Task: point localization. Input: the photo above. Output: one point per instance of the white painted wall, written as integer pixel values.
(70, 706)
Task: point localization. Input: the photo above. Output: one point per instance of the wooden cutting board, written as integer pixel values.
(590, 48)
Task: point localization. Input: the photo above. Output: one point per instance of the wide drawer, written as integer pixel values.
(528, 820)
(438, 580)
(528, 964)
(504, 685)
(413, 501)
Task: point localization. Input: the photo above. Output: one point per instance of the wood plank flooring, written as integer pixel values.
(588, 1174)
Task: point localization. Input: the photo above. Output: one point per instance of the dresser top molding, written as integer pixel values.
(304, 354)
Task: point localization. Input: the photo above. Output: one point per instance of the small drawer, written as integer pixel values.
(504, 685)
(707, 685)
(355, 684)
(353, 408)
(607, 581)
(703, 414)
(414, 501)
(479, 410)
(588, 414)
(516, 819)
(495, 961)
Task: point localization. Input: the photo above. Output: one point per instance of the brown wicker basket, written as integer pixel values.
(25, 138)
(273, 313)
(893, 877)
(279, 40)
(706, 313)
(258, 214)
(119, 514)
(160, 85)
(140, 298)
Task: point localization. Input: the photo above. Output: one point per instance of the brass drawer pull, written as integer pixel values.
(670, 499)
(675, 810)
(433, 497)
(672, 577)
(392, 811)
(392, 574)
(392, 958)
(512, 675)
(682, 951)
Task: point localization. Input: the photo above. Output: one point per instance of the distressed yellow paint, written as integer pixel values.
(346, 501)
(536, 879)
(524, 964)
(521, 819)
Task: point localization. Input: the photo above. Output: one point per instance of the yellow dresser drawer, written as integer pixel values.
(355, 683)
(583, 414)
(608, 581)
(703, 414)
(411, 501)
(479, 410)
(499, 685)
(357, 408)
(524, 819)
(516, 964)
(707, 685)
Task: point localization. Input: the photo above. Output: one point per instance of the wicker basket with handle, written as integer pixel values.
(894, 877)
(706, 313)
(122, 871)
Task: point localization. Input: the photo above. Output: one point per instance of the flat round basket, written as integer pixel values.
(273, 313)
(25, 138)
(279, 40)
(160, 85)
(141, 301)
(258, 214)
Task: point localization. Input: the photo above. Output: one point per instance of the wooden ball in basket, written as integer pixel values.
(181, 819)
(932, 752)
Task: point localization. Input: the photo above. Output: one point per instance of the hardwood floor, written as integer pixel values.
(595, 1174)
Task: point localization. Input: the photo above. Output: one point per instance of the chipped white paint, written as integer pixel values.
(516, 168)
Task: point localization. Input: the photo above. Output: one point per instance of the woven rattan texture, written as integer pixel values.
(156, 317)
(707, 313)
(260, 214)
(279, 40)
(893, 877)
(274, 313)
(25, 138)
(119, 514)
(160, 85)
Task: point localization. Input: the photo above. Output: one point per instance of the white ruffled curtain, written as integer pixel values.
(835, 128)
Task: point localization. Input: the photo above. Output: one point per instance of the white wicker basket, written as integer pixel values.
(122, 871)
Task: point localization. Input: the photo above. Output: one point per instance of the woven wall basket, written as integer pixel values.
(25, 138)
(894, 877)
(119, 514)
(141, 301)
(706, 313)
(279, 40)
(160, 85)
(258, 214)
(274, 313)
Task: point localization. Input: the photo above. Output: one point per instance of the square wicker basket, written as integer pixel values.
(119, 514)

Set exercise. Copy every one of the records above word for word.

Output of the task.
Task: point localization. Input: the photo above. Output: one point per instance of the white painted wall, written as integer pixel values.
(70, 706)
Task: point localization. Input: the photo above. Output: one point per instance of the wooden cutting board, written as integer pixel values.
(590, 48)
Task: point localization. Input: the photo above. Output: one point per instance of the wide drawer, written as integer pixel values.
(528, 820)
(438, 580)
(528, 964)
(504, 685)
(413, 501)
Task: point localization. Input: the photo above. Output: one point per instance of the wood plank flooring, written as integer pixel values.
(588, 1174)
Task: point localization. Input: the photo above. Output: one point per instance of the dresser top molding, written as integer pixel values.
(304, 354)
Task: point localization. Input: the photo above. Output: one point per instance of the small drawer, written as integer pixel values.
(504, 685)
(707, 685)
(355, 684)
(353, 408)
(607, 581)
(703, 414)
(414, 501)
(479, 410)
(588, 414)
(516, 819)
(495, 961)
Task: point localization. Input: the photo above. Output: one point per instance of the brown wicker basket, written as integer pixel values.
(25, 138)
(273, 313)
(893, 877)
(279, 40)
(706, 313)
(258, 214)
(119, 514)
(160, 85)
(140, 298)
Task: point localization. Input: the photo above. Output: one point per instance of the brass drawer pull, written as integer pixel values.
(670, 499)
(675, 810)
(433, 497)
(672, 577)
(392, 811)
(392, 574)
(392, 958)
(512, 675)
(682, 951)
Task: point localization. Input: the photo above. Output: one point per instance of the distressed yellow paint, written as integer pixel values.
(346, 501)
(536, 879)
(524, 964)
(521, 819)
Task: point localization. Input: the photo above. Output: one point per instance of the yellow dresser drawer, written as integer pixel values.
(355, 683)
(583, 414)
(608, 581)
(703, 414)
(411, 501)
(479, 410)
(499, 685)
(357, 408)
(524, 819)
(516, 964)
(707, 685)
Task: point localization. Input: the photo above. Output: one point per instance of the wicker basket with handle, written as integer pixel values.
(894, 877)
(706, 313)
(122, 871)
Task: point localization. Input: the photo above. Output: one point per instance of the flat round basket, written as integer pixel values.
(273, 313)
(25, 138)
(279, 40)
(160, 85)
(141, 301)
(258, 214)
Task: point localization. Input: the photo above. Output: one point per instance of the wooden ball in basket, written as integer pixel values.
(181, 819)
(932, 752)
Task: point localization. Input: the photo above. Output: one point per instance of the hardwood floor, written as integer pixel values.
(595, 1174)
Task: point localization. Input: the photo above. Output: one point per instance of the chipped white paint, written as integer pixel values.
(516, 168)
Task: point localization. Input: the photo above. Output: one point per instance of the woven rattan texture, written as integer pixel values.
(156, 317)
(707, 313)
(260, 214)
(279, 40)
(893, 877)
(274, 313)
(25, 138)
(119, 514)
(160, 85)
Task: point localization. Input: the photo above. Output: one point per instance of the white ruffled curtain, written as integer pixel values.
(835, 128)
Task: point localization. Input: the photo above. Output: one point per instance of the white wicker basket, written as integer pixel values.
(122, 871)
Task: point localization. Input: the photo above. Output: one point per instance of the woven wall basket, written as integer pixel values.
(25, 138)
(894, 877)
(119, 514)
(141, 301)
(706, 313)
(279, 40)
(160, 85)
(258, 214)
(274, 313)
Task: point localization. Input: the photo above. Output: one point per instance of the square wicker basket, written as integer pixel values.
(119, 514)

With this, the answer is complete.